▶ [TASK PROMPT]: How many lines in the listing below contain the string "tailed"? Count them and reply with the number alone.

==== DATASET ROWS

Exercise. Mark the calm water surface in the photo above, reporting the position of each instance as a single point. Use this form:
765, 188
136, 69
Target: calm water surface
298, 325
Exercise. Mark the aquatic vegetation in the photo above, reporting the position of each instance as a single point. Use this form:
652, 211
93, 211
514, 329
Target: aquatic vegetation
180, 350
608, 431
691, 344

========
==== DATASET ROWS

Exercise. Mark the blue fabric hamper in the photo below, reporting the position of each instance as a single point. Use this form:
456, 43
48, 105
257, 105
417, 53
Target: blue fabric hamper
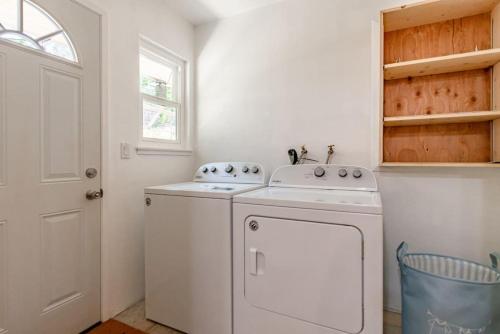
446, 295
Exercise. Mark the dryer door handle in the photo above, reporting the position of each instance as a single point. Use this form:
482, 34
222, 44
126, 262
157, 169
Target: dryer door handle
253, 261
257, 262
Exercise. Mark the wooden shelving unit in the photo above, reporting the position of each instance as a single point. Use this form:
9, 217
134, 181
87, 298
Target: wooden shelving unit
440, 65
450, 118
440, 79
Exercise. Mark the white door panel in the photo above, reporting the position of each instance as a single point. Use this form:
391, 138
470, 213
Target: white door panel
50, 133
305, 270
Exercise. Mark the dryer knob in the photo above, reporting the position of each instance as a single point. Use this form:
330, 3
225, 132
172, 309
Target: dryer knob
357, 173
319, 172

========
==== DATASET ROWS

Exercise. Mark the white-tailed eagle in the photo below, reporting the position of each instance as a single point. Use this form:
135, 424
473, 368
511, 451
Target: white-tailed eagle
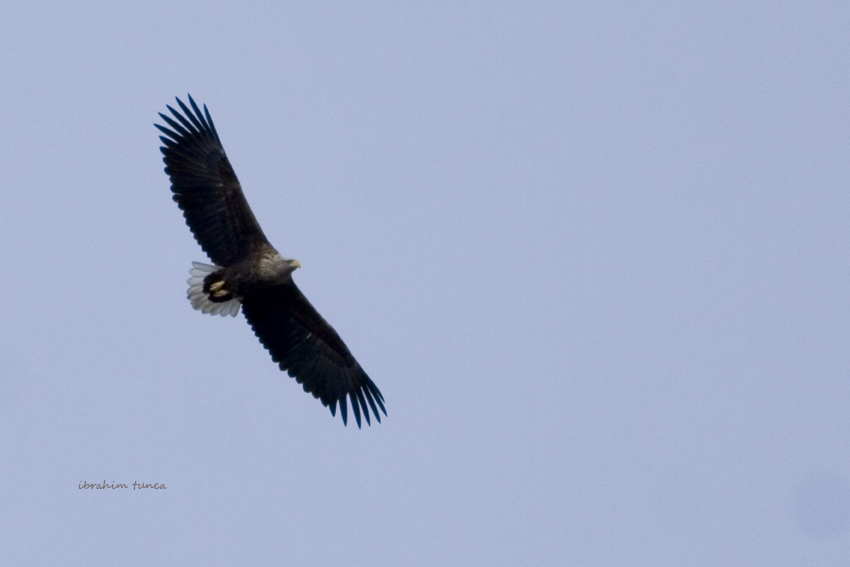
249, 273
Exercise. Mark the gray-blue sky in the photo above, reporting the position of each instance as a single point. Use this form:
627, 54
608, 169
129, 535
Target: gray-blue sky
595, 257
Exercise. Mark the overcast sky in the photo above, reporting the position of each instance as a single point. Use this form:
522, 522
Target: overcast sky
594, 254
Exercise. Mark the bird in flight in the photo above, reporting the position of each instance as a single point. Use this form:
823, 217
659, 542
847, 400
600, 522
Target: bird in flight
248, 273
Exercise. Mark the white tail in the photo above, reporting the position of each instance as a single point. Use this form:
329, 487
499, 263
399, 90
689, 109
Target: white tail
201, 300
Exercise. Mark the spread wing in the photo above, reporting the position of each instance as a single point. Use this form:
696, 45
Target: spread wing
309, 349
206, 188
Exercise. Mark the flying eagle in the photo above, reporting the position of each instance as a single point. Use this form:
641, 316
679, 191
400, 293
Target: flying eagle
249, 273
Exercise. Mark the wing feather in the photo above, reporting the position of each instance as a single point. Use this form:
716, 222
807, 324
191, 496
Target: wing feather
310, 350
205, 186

========

▶ [CORRECT RESULT]: 2